## begin GIVEN PASSAGE
9.2.5.4 With regard to the New Objects for the purpose of substitution pursuant
to Article 9.2.5.3, the Borrower shall complete registration of change of the
Mortgaged Objects and transfer of the relevant insurance benefits in accordance
with the change (where the change is not registered, the Borrower must first
grant a first priority Mortgage and transfer the insurance benefits in respect
of the New Object pursuant to this Agreement for the same amount as the Old
Object, prior to requesting the Agent to cancel the Mortgage on the Old Object).
The Agent may directly proceed with alteration or cancellation of the Mortgage
on the Old Object, based on the items approved by the Agent or the Majority
Banks for substitution.
31
9.2.5.5 Where the Borrower is unable to produce an appropriate New Object but
nonetheless needs to replace an Mortgaged Object, the Borrower may also produce
a term deposit slip issued by a deposit bank approved by the Agent, with a face
value no less than the invoiced value of the Old Object, and the Borrower shall
grant a pledge over the said term deposit slip in favor of the Agent, in the
manner required by the Agent, in place of a New Object as collateral for the
Facility. The provisions in Article 9.2.5(c) and (d) above shall apply.
## end GIVEN PASSAGE
* [REQUIRED ACTIONS]
(A) List every party or institution that the loan agreement excerpt mentions.
(B) In the loan agreement excerpt, reproduce the passage starting with "9.2.5.4 With regard" and going on through "Banks for substitution.".
(C) According to the loan agreement excerpt, what minimum face value must the term deposit slip have?
## begin DATASET EXTRACT
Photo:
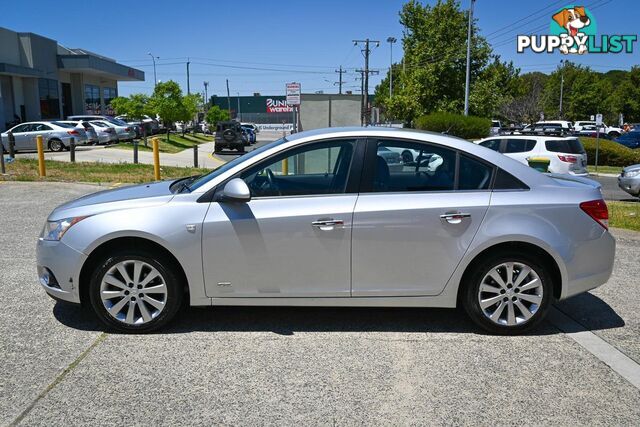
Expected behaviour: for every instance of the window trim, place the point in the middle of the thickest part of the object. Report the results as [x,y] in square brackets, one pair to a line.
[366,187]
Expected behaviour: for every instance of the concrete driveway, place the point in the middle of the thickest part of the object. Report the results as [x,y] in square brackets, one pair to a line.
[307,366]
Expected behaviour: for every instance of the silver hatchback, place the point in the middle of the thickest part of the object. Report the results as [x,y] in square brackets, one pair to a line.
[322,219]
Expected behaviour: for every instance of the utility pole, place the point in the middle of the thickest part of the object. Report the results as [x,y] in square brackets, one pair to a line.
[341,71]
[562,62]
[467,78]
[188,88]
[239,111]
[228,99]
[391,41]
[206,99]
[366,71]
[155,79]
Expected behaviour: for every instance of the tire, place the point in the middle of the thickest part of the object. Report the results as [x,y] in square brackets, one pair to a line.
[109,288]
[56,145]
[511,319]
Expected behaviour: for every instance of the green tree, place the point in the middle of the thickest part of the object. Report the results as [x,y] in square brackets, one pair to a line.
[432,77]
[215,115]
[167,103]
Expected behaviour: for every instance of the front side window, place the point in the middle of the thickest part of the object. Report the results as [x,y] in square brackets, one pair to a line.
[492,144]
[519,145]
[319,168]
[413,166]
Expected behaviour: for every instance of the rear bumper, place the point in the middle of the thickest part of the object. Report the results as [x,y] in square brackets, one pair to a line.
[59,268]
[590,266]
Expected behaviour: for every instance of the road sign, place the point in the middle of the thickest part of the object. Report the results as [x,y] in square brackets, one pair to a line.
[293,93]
## end DATASET EXTRACT
## begin DATASET EXTRACT
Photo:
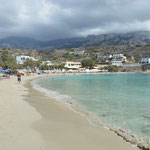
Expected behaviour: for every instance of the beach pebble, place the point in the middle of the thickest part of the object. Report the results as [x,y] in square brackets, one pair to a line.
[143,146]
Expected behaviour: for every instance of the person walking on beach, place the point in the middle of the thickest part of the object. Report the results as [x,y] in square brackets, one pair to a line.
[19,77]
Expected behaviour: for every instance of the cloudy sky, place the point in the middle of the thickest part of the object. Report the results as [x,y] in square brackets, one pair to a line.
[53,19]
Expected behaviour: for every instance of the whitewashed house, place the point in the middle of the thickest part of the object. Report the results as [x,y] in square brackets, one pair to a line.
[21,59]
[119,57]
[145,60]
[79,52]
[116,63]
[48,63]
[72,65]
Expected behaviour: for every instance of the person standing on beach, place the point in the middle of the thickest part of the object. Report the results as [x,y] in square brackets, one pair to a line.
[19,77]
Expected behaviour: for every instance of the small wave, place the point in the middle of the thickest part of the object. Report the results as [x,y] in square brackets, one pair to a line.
## end DATASET EXTRACT
* [TASK SOLUTIONS]
(A) Borrower, Agent, Majority Banks, deposit bank

(B)
9.2.5.4 With regard to the New Objects for the purpose of substitution pursuant
to Article 9.2.5.3, the Borrower shall complete registration of change of the
Mortgaged Objects and transfer of the relevant insurance benefits in accordance
with the change (where the change is not registered, the Borrower must first
grant a first priority Mortgage and transfer the insurance benefits in respect
of the New Object pursuant to this Agreement for the same amount as the Old
Object, prior to requesting the Agent to cancel the Mortgage on the Old Object).
The Agent may directly proceed with alteration or cancellation of the Mortgage
on the Old Object, based on the items approved by the Agent or the Majority
Banks for substitution.

(C) Its face value must be no less than the invoiced value of the Old Object.